__Fragmento propuesto__.
====

Uno de los hallazgos que ha resultado sorprendente, más para los expertos en ciencias políticas que para los economistas, tiene que ver con el factor democracia. Se ha demostrado que para que las personas perciban que su gobierno es justo y legítimo, la calidad del mismo es más importante que la existencia de democracia. El control de la corrupción, el respeto a la ley, la efectividad del gobierno, etc., tienen un impacto muy superior en la legitimidad política que la democracia. Este es un aspecto que genera una sorpresa mayúscula en mi entorno profesional, porque significa que un dictador puede ser considerado más legítimo que una democracia, si la efectividad del gobierno y el control de la corrupción son mayores durante su mandato que en democrática. Quizá así se puedan comprender los años de dictadura en Chile, o incluso el caso español con Franco. Evidentemente, yo soy el último que criticará la representatividad democrática, en la cual confío profundamente, pero eso es lo que revelan los datos.

Por ello, y desde una perspectiva individual, incluso en democracias establecidas y estables, son muchas las personas que no votan. Las razones son diversas, por ejemplo, las del republicano que vive en Nueva York y piensa que su voto siempre será inútil; sin embargo, sí se moviliza si siente que la policía no le protege, ya sea porque su ascendencia étnica es la equivocada, igual que lo hace el ciudadano de la India cuyos hijos no reciben tratamiento médico, porque no se puede permitir pagar sobornos al hospital, o el ciudadano al que los bomberos no van a apagar su casa, porque vive en el barrio equivocado.

F.F.S.: Es usted judío nacido en Suecia. Lamentablemente, parte de su familia fue asesinada por los nazis en Austria y los padres de su mujer tuvieron que huir de Lituania. ¿Estos hechos han influido en su decisión profesional de dedicarse a entender y luchar contra la corrupción?

====

__Registros proporcionados__.
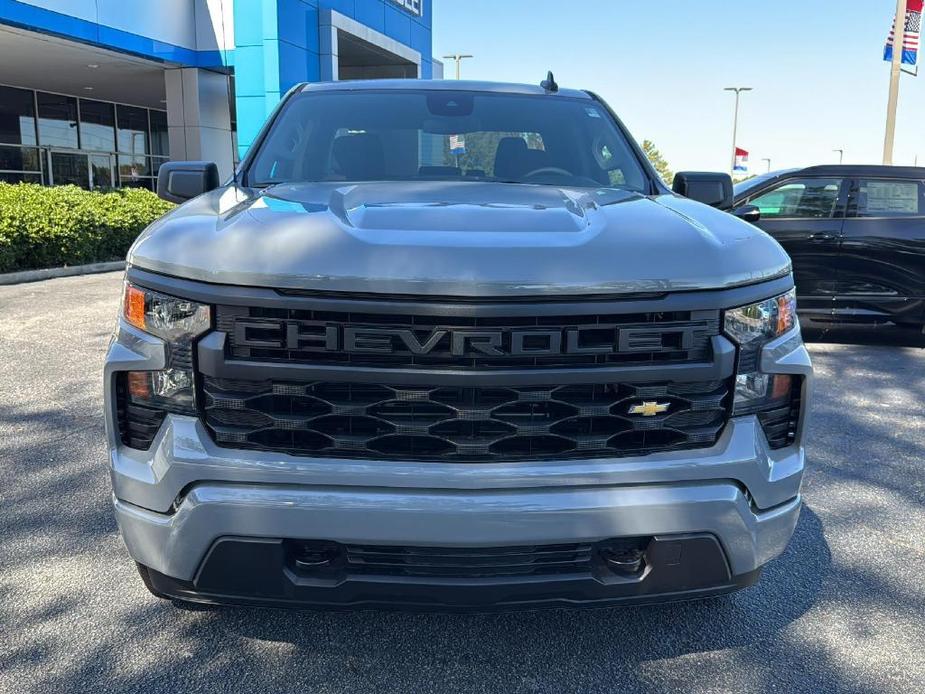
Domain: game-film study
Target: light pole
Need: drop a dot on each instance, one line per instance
(735, 122)
(458, 57)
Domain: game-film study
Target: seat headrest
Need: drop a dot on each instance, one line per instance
(511, 158)
(360, 157)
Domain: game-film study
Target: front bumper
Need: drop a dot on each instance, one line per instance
(737, 502)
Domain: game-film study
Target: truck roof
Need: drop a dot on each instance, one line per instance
(439, 85)
(864, 170)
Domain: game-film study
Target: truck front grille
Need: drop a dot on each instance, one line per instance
(464, 424)
(415, 340)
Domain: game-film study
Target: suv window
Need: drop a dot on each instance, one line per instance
(415, 135)
(881, 198)
(800, 197)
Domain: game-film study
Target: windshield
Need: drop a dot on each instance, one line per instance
(446, 135)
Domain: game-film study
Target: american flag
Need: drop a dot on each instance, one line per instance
(913, 28)
(457, 144)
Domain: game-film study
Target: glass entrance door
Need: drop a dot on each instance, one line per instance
(69, 167)
(101, 171)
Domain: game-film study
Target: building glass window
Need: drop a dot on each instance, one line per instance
(159, 141)
(133, 129)
(97, 126)
(57, 120)
(17, 116)
(17, 128)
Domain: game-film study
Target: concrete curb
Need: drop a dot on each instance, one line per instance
(51, 273)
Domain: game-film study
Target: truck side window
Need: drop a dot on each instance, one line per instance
(799, 198)
(880, 198)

====

__Comprueba tu comprensión__.
1. Repite, por favor, la parte del fragmento que empieza con "Por ello, y" y sigue hasta "el barrio equivocado.", sin cambiar nada.
2. Decide si cada afirmación concuerda con el fragmento. Contesta sí o no y cita textualmente las palabras que lo determinan.
(a) La calidad del gobierno pesa más que la existencia de democracia en la percepción de que un gobierno es justo y legítimo.
(b) El hallazgo sobre la democracia sorprendió más a los economistas que a los expertos en ciencias políticas.
(c) En las democracias establecidas y estables, casi todas las personas votan.
Los registros son material aparte, sin relación con el fragmento.

__Soluciones por tarea__.
1.
Por ello, y desde una perspectiva individual, incluso en democracias establecidas y estables, son muchas las personas que no votan. Las razones son diversas, por ejemplo, las del republicano que vive en Nueva York y piensa que su voto siempre será inútil; sin embargo, sí se moviliza si siente que la policía no le protege, ya sea porque su ascendencia étnica es la equivocada, igual que lo hace el ciudadano de la India cuyos hijos no reciben tratamiento médico, porque no se puede permitir pagar sobornos al hospital, o el ciudadano al que los bomberos no van a apagar su casa, porque vive en el barrio equivocado.

2.
(a) Sí: "la calidad del mismo es más importante que la existencia de democracia".
(b) No: "más para los expertos en ciencias políticas que para los economistas".
(c) No: "incluso en democracias establecidas y estables, son muchas las personas que no votan".